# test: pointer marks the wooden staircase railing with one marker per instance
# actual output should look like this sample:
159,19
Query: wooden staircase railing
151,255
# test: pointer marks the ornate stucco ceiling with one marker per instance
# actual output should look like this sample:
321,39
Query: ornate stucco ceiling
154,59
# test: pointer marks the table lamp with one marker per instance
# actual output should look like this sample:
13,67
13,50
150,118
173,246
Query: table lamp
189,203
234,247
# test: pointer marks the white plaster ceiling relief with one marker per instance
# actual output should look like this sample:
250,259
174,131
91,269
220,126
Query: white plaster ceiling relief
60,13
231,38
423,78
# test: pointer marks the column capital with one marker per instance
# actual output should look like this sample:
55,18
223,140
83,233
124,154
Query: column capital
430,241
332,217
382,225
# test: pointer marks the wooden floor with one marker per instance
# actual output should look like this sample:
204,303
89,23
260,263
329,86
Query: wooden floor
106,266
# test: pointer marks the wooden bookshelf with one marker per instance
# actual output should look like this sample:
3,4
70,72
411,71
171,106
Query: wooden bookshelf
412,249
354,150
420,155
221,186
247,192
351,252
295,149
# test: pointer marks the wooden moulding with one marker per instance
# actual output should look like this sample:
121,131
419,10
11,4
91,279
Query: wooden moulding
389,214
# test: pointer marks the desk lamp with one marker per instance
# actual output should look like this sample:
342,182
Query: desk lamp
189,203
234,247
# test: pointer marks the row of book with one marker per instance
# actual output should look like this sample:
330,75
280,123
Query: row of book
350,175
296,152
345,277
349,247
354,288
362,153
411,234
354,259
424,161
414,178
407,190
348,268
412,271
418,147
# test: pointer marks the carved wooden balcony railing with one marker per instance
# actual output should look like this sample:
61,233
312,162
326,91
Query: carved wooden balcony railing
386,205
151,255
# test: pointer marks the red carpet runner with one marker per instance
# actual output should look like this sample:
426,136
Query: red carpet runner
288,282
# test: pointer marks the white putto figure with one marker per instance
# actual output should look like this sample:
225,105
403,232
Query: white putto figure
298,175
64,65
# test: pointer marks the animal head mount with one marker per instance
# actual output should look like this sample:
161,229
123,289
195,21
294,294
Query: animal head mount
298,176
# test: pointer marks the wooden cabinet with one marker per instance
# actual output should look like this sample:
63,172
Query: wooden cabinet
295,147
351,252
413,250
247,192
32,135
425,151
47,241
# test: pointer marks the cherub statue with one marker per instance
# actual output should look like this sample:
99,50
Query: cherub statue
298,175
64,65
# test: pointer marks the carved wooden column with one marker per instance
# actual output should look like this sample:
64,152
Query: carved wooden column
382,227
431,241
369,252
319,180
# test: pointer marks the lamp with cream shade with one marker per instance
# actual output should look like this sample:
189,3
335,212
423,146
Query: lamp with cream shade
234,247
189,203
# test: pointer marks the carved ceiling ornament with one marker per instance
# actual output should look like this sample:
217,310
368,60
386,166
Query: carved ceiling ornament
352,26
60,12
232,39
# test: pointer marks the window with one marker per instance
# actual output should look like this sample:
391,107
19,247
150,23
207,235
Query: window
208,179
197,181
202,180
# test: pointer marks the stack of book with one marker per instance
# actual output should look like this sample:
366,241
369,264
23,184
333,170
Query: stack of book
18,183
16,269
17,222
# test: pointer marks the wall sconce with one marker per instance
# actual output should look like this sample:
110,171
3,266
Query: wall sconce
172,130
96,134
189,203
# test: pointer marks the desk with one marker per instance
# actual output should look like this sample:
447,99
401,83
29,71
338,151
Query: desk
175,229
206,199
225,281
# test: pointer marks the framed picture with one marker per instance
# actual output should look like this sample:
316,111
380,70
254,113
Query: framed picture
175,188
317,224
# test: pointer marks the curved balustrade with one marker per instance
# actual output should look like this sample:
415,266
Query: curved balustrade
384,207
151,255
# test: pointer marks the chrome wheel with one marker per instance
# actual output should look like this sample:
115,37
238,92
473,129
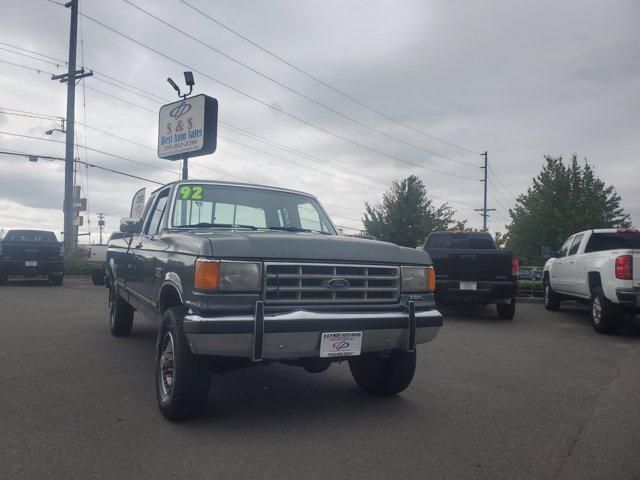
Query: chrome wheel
596,310
167,365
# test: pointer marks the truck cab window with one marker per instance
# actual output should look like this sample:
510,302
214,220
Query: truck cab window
157,213
575,245
564,250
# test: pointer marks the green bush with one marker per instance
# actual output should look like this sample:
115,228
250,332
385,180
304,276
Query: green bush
77,264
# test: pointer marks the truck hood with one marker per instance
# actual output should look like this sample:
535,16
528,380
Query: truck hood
309,246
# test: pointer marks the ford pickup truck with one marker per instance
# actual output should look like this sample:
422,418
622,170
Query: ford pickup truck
31,253
234,275
597,266
470,268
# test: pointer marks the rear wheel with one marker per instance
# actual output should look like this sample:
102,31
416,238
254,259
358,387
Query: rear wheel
604,314
551,298
120,314
506,311
182,379
384,375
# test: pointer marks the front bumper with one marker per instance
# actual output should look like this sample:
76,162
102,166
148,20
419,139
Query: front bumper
43,267
487,291
296,334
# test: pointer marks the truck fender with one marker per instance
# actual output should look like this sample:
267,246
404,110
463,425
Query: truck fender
170,288
594,281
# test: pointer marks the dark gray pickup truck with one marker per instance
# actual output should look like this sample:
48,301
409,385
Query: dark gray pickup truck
235,275
471,268
31,253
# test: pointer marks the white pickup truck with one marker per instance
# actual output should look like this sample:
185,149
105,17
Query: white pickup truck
597,266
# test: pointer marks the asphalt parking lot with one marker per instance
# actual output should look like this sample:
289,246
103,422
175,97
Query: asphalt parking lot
543,396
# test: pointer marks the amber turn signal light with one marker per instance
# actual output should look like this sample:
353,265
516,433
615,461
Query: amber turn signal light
207,275
431,279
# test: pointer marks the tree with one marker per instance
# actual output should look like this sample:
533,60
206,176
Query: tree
406,215
501,239
563,199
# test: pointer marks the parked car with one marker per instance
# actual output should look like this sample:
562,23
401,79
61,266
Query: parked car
470,268
526,273
234,275
598,266
31,253
97,259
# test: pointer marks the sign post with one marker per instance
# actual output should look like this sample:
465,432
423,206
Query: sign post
188,128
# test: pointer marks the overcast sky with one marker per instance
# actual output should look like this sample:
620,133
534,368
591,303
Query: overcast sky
518,79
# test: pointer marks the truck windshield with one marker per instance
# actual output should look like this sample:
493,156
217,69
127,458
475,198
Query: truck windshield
30,236
613,241
210,205
461,241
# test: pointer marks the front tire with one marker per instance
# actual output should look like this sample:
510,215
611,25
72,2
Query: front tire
384,376
551,298
604,314
182,380
120,314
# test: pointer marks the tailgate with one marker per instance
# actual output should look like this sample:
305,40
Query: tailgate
30,251
471,264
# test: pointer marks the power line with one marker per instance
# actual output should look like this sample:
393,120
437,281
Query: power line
264,140
316,79
36,115
274,107
500,181
47,157
90,149
57,65
296,92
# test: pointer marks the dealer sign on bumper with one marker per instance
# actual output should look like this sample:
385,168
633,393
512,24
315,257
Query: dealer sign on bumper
340,344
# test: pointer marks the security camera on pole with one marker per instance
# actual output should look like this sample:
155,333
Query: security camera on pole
187,128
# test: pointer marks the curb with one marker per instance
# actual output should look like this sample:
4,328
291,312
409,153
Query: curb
529,300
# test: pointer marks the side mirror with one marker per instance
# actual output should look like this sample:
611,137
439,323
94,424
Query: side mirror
129,225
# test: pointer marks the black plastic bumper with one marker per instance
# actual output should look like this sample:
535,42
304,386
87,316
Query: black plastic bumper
486,292
629,297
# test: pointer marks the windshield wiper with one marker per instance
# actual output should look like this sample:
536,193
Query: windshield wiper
218,225
291,228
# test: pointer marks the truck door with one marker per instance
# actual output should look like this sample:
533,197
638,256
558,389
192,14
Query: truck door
146,250
558,272
571,265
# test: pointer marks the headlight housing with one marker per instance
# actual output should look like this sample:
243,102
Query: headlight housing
227,275
418,279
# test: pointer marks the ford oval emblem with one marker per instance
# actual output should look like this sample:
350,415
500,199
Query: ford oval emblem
336,283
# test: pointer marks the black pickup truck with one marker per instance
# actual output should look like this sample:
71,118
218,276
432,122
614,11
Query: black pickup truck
470,268
234,275
31,253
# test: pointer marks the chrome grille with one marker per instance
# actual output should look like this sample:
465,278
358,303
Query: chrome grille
301,283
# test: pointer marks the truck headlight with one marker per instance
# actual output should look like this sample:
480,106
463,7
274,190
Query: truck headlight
227,275
418,279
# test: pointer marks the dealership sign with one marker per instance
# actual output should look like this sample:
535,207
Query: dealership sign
188,128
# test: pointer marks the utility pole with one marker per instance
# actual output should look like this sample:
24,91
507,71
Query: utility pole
484,209
70,238
100,224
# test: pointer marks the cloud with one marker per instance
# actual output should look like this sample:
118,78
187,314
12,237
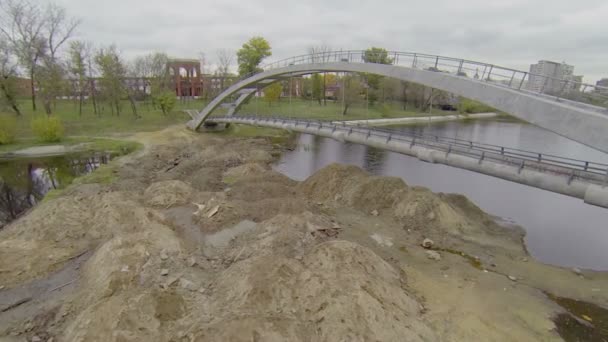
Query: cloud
512,33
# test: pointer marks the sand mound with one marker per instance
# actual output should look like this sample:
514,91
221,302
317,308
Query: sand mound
244,170
352,186
167,193
339,291
58,230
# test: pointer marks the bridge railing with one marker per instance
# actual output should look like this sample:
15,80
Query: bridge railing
523,158
566,89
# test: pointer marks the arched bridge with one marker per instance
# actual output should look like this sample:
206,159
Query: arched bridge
505,89
577,178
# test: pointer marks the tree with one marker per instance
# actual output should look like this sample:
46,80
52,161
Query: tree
272,93
166,102
252,54
350,92
317,88
51,82
22,24
224,61
379,56
112,74
320,54
79,53
8,74
58,28
35,33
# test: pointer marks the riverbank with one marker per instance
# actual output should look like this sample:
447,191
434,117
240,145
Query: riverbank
197,238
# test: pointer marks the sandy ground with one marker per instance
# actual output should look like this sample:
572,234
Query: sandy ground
200,240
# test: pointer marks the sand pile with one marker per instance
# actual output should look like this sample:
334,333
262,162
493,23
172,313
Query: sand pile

• _Exercise details_:
Starting at the line with "# test: pointer marks the riverbank", copy every line up to and including the last one in the entries above.

• _Answer to this exercise_:
# test: pointer marks the riverbank with one marker per instance
# actual output should look like this sample:
447,191
434,117
240,145
Query: riverbank
197,238
# test: pointer marks the sandy ground with one marker per instance
# actual output should look like this sample:
572,234
Query: sandy ground
200,240
# test: pointer marks the sand pile with one marker per instance
# actual output should look like this sample:
334,333
262,162
493,23
172,313
Query: sand pile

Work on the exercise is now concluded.